As it says in the title build progress-Which mean I will post picture a few times per week. Markus |
An update
I have to mix three Revell Enamel colours-45/45/10 %. I tried to add the first colour with one of my 3 ml pipettes. What a disaster got paint on my hand on the outside of this pipettes. So now I'm searching for other ways to mix these colours needed to paint parts of the Engine. Edit Have decided to paint it in only one of these three colours - Blue Gloss(Revell 52) End edit Markus |
Do you have access to any Testor's paints?
There are two "stock" options for engine paint, "GM/Ford Engine Blue" (a kind of an industrial blue) and "Pontiac Engine Blue" (more of a silver with a small amount of blue and not really accurate for that model year). This is if you're aiming for total accuracy. Some other options would be a medium metallic blue or any kind of medium blue if you're looking for something mildly custom or else shoot the moon for a completely custom look. :) For example, if you wanted something that makes it look like the engine was totally rebuilt and repainted, you could use what-ever color you liked. :yep: |
Thank you ET2SN for your advice. I decided to glue the engine parts together without painting.
Some picture of the engine It's 20 cm long. https://i.imgur.com/Ak1uQfMm.jpg https://i.imgur.com/oAV8yofm.jpg Edit I going to paint the chassis in either Revell's SM302 or Humbrol Met 222. The bottom will be painted in SM302. End edit Markus |
If the instructions tell you to paint the carburetor Gold, consider using Tamiya Titanium Gold, instead. This a VERY close match to what Holley Carbs look like.

=== Dataset excerpts ===

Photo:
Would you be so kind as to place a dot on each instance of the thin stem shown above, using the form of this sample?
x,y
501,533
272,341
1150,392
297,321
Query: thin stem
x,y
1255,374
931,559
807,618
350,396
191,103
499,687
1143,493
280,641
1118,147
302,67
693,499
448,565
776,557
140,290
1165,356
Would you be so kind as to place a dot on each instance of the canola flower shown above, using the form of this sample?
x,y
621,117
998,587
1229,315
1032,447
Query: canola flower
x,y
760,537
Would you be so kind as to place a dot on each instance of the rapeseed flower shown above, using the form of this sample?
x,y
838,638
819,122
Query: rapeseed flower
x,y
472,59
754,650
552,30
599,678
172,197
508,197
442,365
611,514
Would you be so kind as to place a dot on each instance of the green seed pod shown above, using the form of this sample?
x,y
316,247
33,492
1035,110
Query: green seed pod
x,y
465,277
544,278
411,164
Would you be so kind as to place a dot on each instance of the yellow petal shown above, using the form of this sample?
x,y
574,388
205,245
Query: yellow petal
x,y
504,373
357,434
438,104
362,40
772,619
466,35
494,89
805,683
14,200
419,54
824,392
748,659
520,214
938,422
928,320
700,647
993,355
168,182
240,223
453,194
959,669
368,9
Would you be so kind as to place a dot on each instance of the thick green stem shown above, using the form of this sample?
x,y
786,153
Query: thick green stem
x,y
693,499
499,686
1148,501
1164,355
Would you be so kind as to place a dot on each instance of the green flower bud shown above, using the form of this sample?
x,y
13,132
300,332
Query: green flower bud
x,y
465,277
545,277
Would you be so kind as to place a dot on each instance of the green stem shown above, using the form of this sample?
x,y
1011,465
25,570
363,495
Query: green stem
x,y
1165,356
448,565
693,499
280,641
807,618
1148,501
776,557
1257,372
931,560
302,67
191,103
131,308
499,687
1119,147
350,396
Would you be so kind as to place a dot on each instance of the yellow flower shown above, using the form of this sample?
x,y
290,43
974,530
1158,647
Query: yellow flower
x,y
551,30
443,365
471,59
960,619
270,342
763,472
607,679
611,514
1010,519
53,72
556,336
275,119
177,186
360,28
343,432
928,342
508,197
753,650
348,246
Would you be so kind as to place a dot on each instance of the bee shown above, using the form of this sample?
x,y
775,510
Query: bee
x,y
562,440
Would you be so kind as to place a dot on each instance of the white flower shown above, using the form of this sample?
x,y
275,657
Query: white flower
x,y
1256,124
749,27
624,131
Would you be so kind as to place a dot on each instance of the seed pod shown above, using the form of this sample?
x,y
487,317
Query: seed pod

=== Short exercise ===
Rewrite the part of the build thread starting with "There are two" and going on through "together without painting.", replacing "silver" with "gray".

=== Solved problem ===
There are two "stock" options for engine paint, "GM/Ford Engine Blue" (a kind of an industrial blue) and "Pontiac Engine Blue" (more of a gray with a small amount of blue and not really accurate for that model year). This is if you're aiming for total accuracy. Some other options would be a medium metallic blue or any kind of medium blue if you're looking for something mildly custom or else shoot the moon for a completely custom look. :) For example, if you wanted something that makes it look like the engine was totally rebuilt and repainted, you could use what-ever color you liked. :yep: |
Thank you ET2SN for your advice. I decided to glue the engine parts together without painting.